Select every line of the records that contains the string "target" and copy those lines.

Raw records
--- START ---
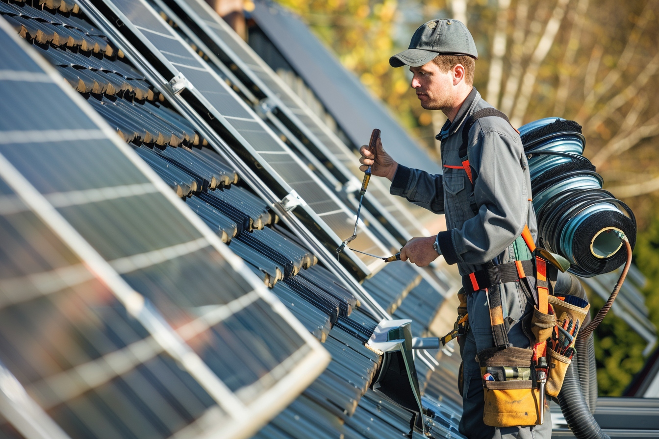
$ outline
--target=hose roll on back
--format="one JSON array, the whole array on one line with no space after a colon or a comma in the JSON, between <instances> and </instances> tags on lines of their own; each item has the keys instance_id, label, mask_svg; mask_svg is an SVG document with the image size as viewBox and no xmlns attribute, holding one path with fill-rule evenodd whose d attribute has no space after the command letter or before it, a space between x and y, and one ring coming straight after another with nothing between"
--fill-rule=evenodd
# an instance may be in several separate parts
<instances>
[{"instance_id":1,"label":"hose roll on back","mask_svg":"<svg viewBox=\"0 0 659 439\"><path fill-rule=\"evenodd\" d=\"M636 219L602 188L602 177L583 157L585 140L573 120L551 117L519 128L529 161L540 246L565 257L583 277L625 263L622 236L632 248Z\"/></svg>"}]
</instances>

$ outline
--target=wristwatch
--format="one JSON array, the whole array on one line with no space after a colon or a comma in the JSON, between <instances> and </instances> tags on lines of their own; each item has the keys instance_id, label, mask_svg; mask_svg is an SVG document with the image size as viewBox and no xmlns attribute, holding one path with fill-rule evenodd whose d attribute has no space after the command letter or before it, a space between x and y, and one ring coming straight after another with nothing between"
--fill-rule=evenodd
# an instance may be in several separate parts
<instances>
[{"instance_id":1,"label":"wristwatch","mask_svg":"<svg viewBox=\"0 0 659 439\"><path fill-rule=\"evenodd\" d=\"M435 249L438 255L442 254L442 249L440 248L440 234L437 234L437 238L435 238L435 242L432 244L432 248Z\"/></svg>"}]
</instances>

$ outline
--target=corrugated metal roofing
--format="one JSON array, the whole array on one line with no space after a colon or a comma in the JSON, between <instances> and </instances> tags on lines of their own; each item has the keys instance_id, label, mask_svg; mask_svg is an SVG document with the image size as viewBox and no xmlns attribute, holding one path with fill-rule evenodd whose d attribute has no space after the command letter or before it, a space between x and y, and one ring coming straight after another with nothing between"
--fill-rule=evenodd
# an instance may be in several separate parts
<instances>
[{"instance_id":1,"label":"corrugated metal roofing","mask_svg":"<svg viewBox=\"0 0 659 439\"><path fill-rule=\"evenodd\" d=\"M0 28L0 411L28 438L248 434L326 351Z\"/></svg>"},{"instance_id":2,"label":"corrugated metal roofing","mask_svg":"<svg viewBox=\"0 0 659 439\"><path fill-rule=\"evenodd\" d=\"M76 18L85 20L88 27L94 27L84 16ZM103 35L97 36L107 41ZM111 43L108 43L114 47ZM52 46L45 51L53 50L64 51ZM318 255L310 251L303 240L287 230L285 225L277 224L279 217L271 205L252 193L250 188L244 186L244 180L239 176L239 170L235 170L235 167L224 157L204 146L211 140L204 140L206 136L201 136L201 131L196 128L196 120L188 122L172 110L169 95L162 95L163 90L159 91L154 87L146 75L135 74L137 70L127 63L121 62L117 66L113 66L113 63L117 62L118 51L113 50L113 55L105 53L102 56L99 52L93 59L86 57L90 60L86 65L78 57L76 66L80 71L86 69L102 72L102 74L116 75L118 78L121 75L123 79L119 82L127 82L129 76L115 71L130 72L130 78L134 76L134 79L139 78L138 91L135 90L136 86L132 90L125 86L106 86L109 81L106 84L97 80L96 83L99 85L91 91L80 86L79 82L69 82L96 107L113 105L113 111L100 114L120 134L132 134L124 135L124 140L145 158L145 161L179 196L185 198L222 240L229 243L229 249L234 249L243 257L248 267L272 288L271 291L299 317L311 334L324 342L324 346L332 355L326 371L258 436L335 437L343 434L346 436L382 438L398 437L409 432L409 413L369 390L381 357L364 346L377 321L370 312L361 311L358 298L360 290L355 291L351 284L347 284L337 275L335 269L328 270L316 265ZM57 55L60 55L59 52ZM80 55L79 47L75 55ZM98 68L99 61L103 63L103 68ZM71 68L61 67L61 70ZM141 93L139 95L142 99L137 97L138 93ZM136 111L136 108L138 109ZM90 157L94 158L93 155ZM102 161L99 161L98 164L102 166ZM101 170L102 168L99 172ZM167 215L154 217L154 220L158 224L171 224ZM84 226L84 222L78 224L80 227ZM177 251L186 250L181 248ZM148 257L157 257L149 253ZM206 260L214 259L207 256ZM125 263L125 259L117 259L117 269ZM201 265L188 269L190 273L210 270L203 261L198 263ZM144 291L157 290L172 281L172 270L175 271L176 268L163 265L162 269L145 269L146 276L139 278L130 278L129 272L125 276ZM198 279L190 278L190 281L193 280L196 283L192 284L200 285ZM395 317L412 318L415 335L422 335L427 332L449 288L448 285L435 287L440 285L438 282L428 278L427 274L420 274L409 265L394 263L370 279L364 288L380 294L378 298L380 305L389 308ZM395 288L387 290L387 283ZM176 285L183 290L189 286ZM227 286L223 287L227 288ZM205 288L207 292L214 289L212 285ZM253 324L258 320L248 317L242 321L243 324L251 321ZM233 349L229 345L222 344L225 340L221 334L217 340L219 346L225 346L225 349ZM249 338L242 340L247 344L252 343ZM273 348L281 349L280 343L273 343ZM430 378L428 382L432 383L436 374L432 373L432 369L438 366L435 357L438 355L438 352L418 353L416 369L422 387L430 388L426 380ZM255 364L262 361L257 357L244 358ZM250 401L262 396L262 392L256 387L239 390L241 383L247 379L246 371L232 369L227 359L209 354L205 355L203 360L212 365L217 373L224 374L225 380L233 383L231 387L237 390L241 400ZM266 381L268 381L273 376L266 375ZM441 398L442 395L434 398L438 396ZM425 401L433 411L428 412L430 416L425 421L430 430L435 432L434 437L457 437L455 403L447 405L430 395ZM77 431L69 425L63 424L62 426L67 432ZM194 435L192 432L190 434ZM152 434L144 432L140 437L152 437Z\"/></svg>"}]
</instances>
--- END ---
--- START ---
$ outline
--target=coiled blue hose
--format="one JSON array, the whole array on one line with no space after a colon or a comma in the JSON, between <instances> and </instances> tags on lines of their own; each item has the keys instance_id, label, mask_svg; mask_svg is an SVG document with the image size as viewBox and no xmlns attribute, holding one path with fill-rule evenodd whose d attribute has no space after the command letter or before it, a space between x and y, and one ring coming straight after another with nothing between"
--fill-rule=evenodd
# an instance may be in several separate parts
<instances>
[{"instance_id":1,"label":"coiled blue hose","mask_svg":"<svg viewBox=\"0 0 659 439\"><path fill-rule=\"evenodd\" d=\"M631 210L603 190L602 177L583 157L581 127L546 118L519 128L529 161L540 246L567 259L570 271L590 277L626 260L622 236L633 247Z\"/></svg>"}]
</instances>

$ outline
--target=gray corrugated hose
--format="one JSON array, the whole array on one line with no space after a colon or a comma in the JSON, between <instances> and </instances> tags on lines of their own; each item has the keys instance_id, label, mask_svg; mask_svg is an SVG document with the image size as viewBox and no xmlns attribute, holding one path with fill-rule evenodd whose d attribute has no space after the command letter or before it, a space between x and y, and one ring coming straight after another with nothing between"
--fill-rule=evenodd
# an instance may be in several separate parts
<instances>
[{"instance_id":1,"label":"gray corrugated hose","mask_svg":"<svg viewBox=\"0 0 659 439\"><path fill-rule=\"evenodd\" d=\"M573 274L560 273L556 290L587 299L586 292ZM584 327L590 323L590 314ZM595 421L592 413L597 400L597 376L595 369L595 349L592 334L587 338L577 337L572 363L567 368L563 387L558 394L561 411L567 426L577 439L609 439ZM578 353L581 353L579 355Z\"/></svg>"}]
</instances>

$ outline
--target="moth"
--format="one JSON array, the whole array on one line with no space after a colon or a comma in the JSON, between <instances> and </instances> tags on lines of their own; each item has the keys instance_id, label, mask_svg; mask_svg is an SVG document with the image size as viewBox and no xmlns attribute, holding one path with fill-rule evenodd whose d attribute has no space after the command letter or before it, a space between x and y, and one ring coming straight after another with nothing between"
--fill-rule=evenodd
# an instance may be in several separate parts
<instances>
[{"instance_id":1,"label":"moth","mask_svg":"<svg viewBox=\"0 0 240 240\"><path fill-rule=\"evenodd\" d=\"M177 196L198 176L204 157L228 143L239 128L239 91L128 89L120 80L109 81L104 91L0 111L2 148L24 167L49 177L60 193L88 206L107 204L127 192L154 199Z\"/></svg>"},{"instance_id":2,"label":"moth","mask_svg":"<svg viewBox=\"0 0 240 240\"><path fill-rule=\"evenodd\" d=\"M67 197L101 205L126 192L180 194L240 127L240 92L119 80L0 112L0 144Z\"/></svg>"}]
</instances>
--- END ---
EXERCISE RESPONSE:
--target=hose roll on back
--target=wristwatch
--target=corrugated metal roofing
--target=coiled blue hose
--target=gray corrugated hose
--target="moth"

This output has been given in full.